------ Excerpt ------

Tuesday, October 11, 2005

Finally, a Chance to Just Sit

I hope readers will pardon my absence from the blogosphere over the last week or so. Forces have conspired to keep me from this labor of love. Take tonight for instance.

I was all prepared to enjoy a long night of blogging when daughter #1 spiked a high fever. Naturally we were told she needed to be seen right away and off we went to urgent care. From the moment it was decided that we must go, I was telling myself that we were going there for nothing. That we would sit there for untold hours only to be told exactly what I was predicting all along. It's just a virus, it will run it's course.

Four hours, a urine sample, a throat swab, a blood test, and a chest x-ray later, the enterprising doctor enlightens us with the news that we were probably looking at a virus. It will run it's course. Oh...but here's some antibiotics.

I'm still not sure if the antibiotics are a "just in case" it's bacterial, or simply a way to make us feel as if we hadn't just thrown four hours of our lives down the toilet.

------

Reproduce the stretch of the urgent-care blog post from "I was all prepared" through "down the toilet.". The records aren't required for anything here.

------ Listed records ------

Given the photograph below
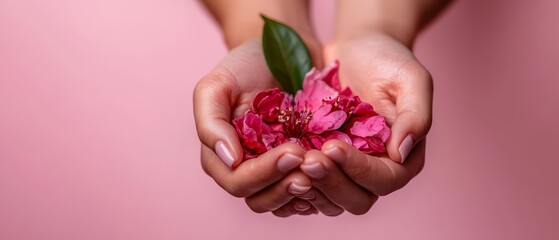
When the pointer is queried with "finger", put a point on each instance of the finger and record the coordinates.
(279, 193)
(311, 211)
(241, 71)
(293, 207)
(413, 111)
(335, 185)
(321, 203)
(379, 175)
(254, 174)
(212, 114)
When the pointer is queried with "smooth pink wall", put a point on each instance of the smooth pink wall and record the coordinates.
(97, 139)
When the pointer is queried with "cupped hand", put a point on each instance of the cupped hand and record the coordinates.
(268, 182)
(385, 73)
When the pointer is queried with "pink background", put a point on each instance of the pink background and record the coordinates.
(97, 137)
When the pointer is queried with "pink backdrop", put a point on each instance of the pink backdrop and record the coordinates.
(97, 138)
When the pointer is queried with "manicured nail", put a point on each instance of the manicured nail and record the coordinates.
(405, 147)
(289, 161)
(336, 154)
(224, 154)
(301, 206)
(297, 189)
(315, 170)
(309, 196)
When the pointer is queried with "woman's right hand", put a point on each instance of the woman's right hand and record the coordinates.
(269, 182)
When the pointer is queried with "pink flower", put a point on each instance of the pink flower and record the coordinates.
(254, 134)
(369, 134)
(321, 111)
(268, 103)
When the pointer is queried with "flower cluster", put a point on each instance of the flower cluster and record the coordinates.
(321, 111)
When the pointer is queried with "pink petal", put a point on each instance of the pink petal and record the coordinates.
(370, 127)
(323, 120)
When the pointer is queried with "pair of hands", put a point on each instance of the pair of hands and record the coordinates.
(287, 180)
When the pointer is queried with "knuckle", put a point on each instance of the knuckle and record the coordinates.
(363, 208)
(236, 191)
(255, 207)
(334, 213)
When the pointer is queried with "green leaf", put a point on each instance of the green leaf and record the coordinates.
(286, 55)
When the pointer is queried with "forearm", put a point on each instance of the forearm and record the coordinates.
(240, 20)
(401, 19)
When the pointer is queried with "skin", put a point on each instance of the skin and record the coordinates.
(373, 42)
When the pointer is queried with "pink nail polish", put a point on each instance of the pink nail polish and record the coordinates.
(309, 196)
(405, 147)
(297, 189)
(289, 161)
(336, 154)
(314, 170)
(300, 206)
(224, 154)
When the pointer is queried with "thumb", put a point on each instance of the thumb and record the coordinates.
(413, 115)
(212, 114)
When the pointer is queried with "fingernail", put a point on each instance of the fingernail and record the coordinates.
(405, 147)
(289, 161)
(315, 170)
(297, 189)
(309, 196)
(301, 206)
(224, 154)
(336, 154)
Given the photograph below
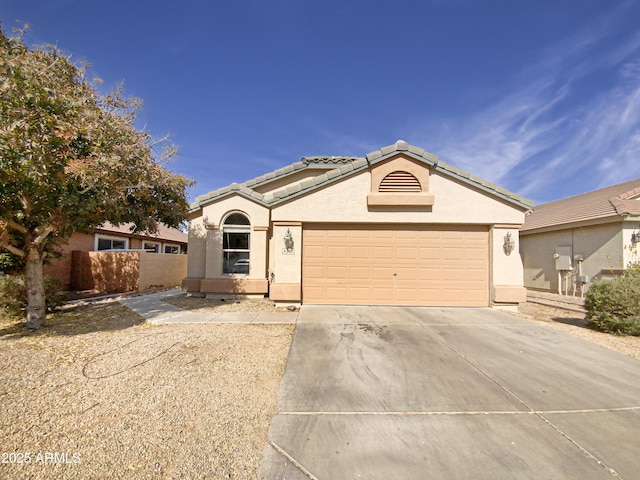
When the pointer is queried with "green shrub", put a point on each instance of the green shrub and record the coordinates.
(13, 293)
(614, 306)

------

### Written response
I was all prepared to enjoy a long night of blogging when daughter #1 spiked a high fever. Naturally we were told she needed to be seen right away and off we went to urgent care. From the moment it was decided that we must go, I was telling myself that we were going there for nothing. That we would sit there for untold hours only to be told exactly what I was predicting all along. It's just a virus, it will run it's course.

Four hours, a urine sample, a throat swab, a blood test, and a chest x-ray later, the enterprising doctor enlightens us with the news that we were probably looking at a virus. It will run it's course. Oh...but here's some antibiotics.

I'm still not sure if the antibiotics are a "just in case" it's bacterial, or simply a way to make us feel as if we hadn't just thrown four hours of our lives down the toilet.